* _Given text_:
···

I suspect that 1 in 96 figure is mostly people who have uMatrix or NoScript installed, not people who have disabled JavaScript entirely. A little judicious blocking can greatly improve browsing experience at the cost of having to set up rules for sites when you first visit them sometimes. It can be a real hassle when someone has embedded a video you want to watch and there are like 8 layers of embedded scripts from different domains necessary before you get to the actual video content.


The math is $500 expense today for the test code. $0.01 each time the test runs and +$ for each client acquired. At $20/mo MRR it's 3 clients/year. Easily pays for itself.


gmail works without JS too . I use it routinely with w3m


The sad reality is that many of these actual applications load faster than pages that could really just be pages but still load vast amounts of JS...


Static website generators in contexts where they make sense (heaps of the web) are still criminally underused. :-(


Yes.

Probably because people who create "real apps" and not just "docs on steroids" know what they're in for right from the start.

If you start with a doc, you can get the feeling that there is much more headroom than there actually is.


Everyone lives in its own bubble. Among websites that I routinely visit, only Youtube could be counted as web application, but I'd argue that its main function could be simplified to a <video> tag.


GitHub fits the document model pretty well in my opinion.


And the one that doesn't require JS in that list.

Bad example, I give you that.


Gmail also has a perfectly working non-javscript interface. Or you can just use pop3 or imap with a real client and avoid the web crap all together.


I'd argue that gmail without js is an application made to act like a document when it just isn't.


> Or you can just use pop3 or imap

This is my choice, except that periodically I have to go back to the web interface because searching over IMAP barely works at all. Maybe it's not even implemented and I'm only really searching downloaded mail, I'm not sure.


The imap interface will also never deliver any of the mail that gmail mailservers accept but then tag spam. That's pretty much mail from any independent mailserver that's not some megacorp or spamming so much that they can use google's postmaster tools to get approved because they spam so much.


I miss the 90s where HTML pages just contained just super informative text and a bunch of links to other super informative text. Flash was fun for a while with some nice animations and interactivity, then the JS themes took over, they were double edged swords - they enabled us to do things previously we would need separate installable desktop applications for (Email, Powerpoint, etc.) on the browser itself, but it also enabled every newbie hipster to push these tools for everyday pages, the value of the informative plain text was eroded in just under a decade and replaced with subscription popups, with shallow titled articles like "4 ways you can do X..by the way give me your email so I can spam you"

···

* _Information shown_:
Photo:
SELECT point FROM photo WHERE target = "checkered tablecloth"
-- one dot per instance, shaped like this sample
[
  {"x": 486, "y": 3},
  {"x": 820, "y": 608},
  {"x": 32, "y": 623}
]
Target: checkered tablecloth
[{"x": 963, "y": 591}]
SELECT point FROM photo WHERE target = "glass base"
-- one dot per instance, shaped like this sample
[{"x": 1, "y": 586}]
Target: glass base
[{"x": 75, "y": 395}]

···

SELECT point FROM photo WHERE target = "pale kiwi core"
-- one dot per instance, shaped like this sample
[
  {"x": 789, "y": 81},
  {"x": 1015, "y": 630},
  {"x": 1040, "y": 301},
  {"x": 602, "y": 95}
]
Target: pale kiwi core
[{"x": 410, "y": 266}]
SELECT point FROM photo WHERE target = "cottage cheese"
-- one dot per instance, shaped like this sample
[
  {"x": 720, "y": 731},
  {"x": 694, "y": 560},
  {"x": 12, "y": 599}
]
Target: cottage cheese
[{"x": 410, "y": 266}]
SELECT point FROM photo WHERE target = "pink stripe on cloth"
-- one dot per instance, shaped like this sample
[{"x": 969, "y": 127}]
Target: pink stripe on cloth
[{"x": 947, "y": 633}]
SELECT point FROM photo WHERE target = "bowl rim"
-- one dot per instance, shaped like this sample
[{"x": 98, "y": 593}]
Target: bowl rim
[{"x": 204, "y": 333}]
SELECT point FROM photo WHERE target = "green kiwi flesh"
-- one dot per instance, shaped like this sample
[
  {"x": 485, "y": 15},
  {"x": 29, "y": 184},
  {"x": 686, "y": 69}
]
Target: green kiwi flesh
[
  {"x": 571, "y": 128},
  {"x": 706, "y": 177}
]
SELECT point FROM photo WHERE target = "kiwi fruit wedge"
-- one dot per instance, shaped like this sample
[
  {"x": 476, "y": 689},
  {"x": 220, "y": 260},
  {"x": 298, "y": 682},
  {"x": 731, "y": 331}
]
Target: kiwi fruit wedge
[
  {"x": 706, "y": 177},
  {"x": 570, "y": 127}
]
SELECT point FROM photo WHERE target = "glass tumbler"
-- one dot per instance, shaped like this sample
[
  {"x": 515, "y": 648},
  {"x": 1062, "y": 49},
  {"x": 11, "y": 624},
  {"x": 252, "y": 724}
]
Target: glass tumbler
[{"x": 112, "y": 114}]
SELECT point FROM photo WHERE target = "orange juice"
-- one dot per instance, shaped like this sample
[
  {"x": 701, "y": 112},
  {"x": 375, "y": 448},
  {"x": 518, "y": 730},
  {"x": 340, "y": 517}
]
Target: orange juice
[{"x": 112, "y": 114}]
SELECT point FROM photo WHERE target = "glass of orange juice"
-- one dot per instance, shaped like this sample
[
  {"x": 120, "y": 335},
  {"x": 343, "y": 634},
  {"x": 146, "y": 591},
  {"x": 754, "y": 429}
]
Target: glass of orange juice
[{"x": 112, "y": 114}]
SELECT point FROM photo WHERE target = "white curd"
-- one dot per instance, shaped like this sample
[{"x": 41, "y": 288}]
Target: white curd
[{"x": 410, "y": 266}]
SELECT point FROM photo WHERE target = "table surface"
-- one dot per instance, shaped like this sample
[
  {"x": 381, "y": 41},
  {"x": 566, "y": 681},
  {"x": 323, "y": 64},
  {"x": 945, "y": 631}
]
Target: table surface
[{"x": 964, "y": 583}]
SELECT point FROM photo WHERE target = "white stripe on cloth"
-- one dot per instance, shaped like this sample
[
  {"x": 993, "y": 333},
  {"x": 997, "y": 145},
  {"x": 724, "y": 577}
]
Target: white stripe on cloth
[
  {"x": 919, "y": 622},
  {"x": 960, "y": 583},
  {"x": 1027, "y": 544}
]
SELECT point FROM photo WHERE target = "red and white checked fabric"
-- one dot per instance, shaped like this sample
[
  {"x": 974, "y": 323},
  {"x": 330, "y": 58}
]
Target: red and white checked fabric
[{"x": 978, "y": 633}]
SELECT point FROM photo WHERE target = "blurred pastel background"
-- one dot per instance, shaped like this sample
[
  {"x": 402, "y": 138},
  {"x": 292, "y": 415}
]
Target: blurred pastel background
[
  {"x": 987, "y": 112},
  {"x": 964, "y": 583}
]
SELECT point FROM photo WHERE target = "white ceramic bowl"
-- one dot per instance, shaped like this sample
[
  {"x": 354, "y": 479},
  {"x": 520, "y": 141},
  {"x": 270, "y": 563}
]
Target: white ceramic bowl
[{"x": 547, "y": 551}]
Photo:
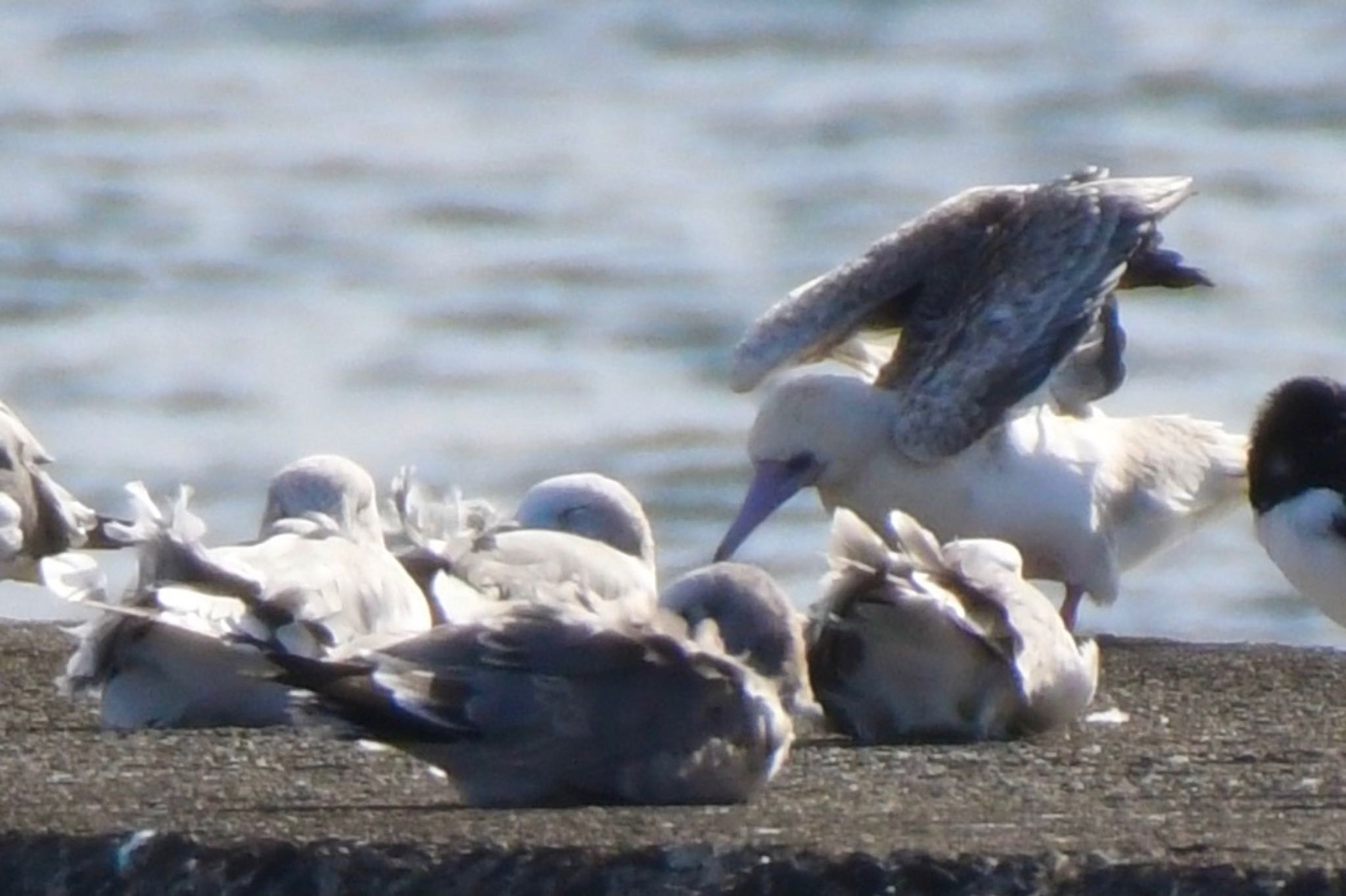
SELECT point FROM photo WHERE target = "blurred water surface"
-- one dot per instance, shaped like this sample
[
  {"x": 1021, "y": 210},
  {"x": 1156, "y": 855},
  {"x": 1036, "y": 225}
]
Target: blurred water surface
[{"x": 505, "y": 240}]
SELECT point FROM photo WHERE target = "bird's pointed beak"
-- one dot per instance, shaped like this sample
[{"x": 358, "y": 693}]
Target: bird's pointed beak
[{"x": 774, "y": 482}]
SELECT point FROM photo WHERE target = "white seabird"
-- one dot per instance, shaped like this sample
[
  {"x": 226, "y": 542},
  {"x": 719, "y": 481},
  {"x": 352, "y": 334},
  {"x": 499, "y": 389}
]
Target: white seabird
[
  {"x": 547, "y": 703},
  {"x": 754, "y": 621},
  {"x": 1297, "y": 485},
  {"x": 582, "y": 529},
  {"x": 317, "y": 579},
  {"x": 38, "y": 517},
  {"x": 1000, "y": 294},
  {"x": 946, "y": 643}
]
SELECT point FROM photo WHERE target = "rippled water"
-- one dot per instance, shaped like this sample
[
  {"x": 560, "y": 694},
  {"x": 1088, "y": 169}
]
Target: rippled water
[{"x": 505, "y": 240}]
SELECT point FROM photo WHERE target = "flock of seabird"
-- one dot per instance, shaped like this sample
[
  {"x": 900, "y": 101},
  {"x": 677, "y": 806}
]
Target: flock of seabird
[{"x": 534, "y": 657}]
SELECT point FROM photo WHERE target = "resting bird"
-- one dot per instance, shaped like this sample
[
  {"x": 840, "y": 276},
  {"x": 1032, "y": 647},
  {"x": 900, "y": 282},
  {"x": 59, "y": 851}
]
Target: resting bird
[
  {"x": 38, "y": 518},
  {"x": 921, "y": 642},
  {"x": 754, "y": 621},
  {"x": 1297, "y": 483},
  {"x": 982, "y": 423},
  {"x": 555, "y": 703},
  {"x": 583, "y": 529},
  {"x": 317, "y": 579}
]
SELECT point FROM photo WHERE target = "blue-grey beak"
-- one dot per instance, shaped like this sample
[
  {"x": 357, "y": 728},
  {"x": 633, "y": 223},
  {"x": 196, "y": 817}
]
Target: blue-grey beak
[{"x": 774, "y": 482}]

···

* _Goal_: Continue the forum thread about JavaScript and browsing without it, starting after its last comment.

* _Written answer_:
I miss the marquee era, truly.


Absolutely. Last night I had the misfortune of experiencing a comcast outage. Although I live in the city, my neighborhood has horrible cellular coverage. Comcast serves their outage data through their account management portal which happens to be a massive, bloated, slow javascript app. It took minutes to load on my phone to find out if there was an outage.

All of this for something that should be no more complicated than entering a zip code and getting back a small page with information about whether or not there is an outage.


I ran into the same problem last week. Customer service portals are rarely given priority when resources are allocated, but it's pretty astonishing just how slow such a critical service portal loads over mobile tethering, given that is going to be a primary usecase. I'm practically counting down the days until this summer when a new fiber ISP rollout is supposed to reach me.


I am sorry to say but this is an overly simplistic answer. We've had Javascript since 1995. We've been building great applications with it as early as the 2000s, Yahoo being on the forefront. We had complex charting applications and dashboards in an era where JavaScript was still interpreted by the latest cutting edge browser: Internet Explorer 6. This was also a time of much slower internet speeds across the board.

Bad software development slows the web down. The web, for what it is and does, is an incredibly fast network. The problem is people no longer care about performance, nor do you have the engineering talent to write performant web applications. Yes some of this can be boiled down to companies not prioritizing performance, and product managers pushing for more features and tracking, but we've always had these constraints, and tight deadlines, and seemed to deliver just fine. It was part of the expectations.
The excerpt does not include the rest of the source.